§ **Extrait du texte**:

Ample, passionnante, l’exposition consacrée à Annie Leibovitz jusqu’au 14 septembre à la Maison européenne de la photographie est aussi très surprenante. La célèbre photographe des couvertures glacées américaines, de Rolling Stone à Vogue en passant par Vanity Fair a choisi de mêler à ses portraits les plus connus toute une série d’images personnelles.
Photos intimes de ses voyages à Venise avec sa grande amie l’écrivaine Susan Sontag, photos de ses enfants, de son frère, de sa mère débordante de vie dans son large maillot, de ses parents endormis, confiants, abandonnés, pris avec une tendresse infinie par le regard de leur fille.
Le regard, regarder : tout est là bien sûr. On dirait qu’il n’y a même que ça : quand Annie Leibovitz tire un portrait, elle ne parvient pas à converser en même temps. « Je suis trop occupée à regarder mon sujet (…). J’ai le même problème avec mes enfants. Je sais que je devrais plus m’impliquer, interragir, mais j’aime tellement les regarder. »

§ **Jeu de données**:
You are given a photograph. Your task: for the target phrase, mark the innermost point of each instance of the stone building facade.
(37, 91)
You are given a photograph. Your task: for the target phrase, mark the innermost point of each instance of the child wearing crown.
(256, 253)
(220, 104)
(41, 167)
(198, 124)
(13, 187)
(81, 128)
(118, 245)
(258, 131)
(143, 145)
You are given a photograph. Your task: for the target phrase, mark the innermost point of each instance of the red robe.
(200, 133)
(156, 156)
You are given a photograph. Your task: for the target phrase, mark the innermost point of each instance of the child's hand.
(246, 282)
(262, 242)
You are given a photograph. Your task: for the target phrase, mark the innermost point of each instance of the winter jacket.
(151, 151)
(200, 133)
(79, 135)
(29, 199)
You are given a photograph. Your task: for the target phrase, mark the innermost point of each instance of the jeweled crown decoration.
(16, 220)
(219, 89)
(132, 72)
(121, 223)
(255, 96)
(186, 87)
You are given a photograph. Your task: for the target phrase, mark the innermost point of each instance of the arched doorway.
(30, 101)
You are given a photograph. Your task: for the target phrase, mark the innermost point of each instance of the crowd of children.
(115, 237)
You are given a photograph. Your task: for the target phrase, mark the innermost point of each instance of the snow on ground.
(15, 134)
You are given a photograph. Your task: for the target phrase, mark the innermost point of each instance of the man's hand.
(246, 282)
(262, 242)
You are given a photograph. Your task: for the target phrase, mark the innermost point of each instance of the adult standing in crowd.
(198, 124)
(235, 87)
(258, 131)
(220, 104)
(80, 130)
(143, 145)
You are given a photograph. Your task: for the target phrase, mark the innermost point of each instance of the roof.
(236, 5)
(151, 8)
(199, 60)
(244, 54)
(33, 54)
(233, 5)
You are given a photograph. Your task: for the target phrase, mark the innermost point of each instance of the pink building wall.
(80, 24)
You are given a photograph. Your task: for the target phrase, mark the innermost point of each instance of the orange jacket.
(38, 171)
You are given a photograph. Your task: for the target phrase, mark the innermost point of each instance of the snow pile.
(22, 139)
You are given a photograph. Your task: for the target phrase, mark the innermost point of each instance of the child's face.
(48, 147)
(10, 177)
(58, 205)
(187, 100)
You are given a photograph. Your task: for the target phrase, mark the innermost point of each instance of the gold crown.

§ **Consigne écrite 1**: Dans l'extrait sur l'exposition Annie Leibovitz, réécrivez le passage allant de « Ample, passionnante, l’exposition » jusqu'à « série d’images personnelles. » en remplaçant « Vanity Fair » par « Harper's Bazaar ».
§ **Consigne écrite 2**: Relevez chaque ligne des enregistrements qui contient la chaîne « jacket », en respectant la casse.

§ **Corrigé écrit 1**:
Ample, passionnante, l’exposition consacrée à Annie Leibovitz jusqu’au 14 septembre à la Maison européenne de la photographie est aussi très surprenante. La célèbre photographe des couvertures glacées américaines, de Rolling Stone à Vogue en passant par Harper's Bazaar a choisi de mêler à ses portraits les plus connus toute une série d’images personnelles.

§ **Corrigé écrit 2**:
You are given a photograph. Your task: for the target phrase, mark the innermost point of each instance of the winter jacket.
You are given a photograph. Your task: for the target phrase, mark the innermost point of each instance of the orange jacket.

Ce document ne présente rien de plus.